[Consigne donnée 1] Transcrivez fidèlement un passage de la critique littéraire. Commencez aux mots « Écrire : ça. » et arrêtez-vous après « Bonne nuit. ».

[Extrait du document]
++++++++++

Et dire que nous étions à la merci d’un crime !

 

Le voici déjoué de justesse, l’oubli rattrapé, la lecture achevée. À vous de prendre la relève.

 

Je n’avais jamais lu les livres de Rafael Menjívar Ochoa, mort en avril dernier. J’ai vaguement l’impression de lui devoir des excuses posthumes. J’ai longtemps
côtoyé ses livres sans prendre le temps de les feuilleter, indifférent aux Amériques plus ou moins méridionales. En quelques citations choisies, Christophe Esnault m’a révélé l’existence de ces
Instructions pour vivre sans peau, publié aux éditions du Cénomane, par Alain Mala, installé depuis plus de vingt ans au Mans, où l’œuvre  de cet écrivain salvadorien est ou sera
intégralement disponible.

 

Ce livre bref, dont la tonalité macabre est moins une direction que le ressort d’une écriture traduite dans une langue admirable (précision, souplesse, énigme),
signale d’abord une posture et fixe un horizon d’attente pour tout lecteur épris de littérature.

 

Écrire : ça. 

Lire : renoncer à comprendre.

(Commenter, c’est autre chose.)

 

La lumière est allumée à présent ? Elle est éteinte ?
Quelque chose brille, c’est certain.
Mais quelque chose est également sur le point de s’éteindre.
Clic.
Bonne nuit.

(74)

 

La narration relève, à la lettre et au geste près, de l’art du court-circuit, et sonne la mort plus ou moins perceptible du réalisme référentiel dans lequel
s’enlisent encore romanciers et critiques, les thalassothérapeutes culturels d’aujourd’hui. (« Et c’est reparti pour le grand tour ! En voiture, avec David Marsac ! »)

 

Impossible de résumer ce livre, que j’ai lu comme un manifeste, et de se croire quitte à si bon compte de toute analyse (voir votre revue préférée). La poétique
d’Ochoa découpe les linéarités conventionnelles du récit, qui éclate alors comme peau au soleil, en bandelettes d’anecdotes putréfiées, détachées, lâchement reliées à l’ensemble, vignettes sur la
morale, considération sur l’amour, le meurtre, avec sans doute
en filigrane l’histoire du Salvador.

++++++++++

[Enregistrements extraits]
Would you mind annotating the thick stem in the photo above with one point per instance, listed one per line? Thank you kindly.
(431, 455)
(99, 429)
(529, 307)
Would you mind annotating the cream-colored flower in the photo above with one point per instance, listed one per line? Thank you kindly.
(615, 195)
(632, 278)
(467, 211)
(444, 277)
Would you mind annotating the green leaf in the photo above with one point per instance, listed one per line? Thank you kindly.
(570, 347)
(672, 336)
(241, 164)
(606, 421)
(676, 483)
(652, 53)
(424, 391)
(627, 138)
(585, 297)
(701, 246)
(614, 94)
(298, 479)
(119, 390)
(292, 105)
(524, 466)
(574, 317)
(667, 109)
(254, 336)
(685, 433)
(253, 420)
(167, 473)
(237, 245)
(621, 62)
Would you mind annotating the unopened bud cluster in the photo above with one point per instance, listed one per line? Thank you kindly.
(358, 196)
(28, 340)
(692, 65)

++++++++++

[Consigne donnée 2] Dans les enregistrements, reproduisez les lignes qui vont de celle contenant « Would you mind annotating the unopened » jusqu'à la fin des enregistrements, bornes incluses. Remplacez « bud cluster » par « flower bud » et laissez tout le reste inchangé.

[Résultat de l'exercice 1]
Écrire : ça. 

Lire : renoncer à comprendre.

(Commenter, c’est autre chose.)

 

La lumière est allumée à présent ? Elle est éteinte ?
Quelque chose brille, c’est certain.
Mais quelque chose est également sur le point de s’éteindre.
Clic.
Bonne nuit.

[Résultat de l'exercice 2]
Would you mind annotating the unopened flower bud in the photo above with one point per instance, listed one per line? Thank you kindly.
(358, 196)
(28, 340)
(692, 65)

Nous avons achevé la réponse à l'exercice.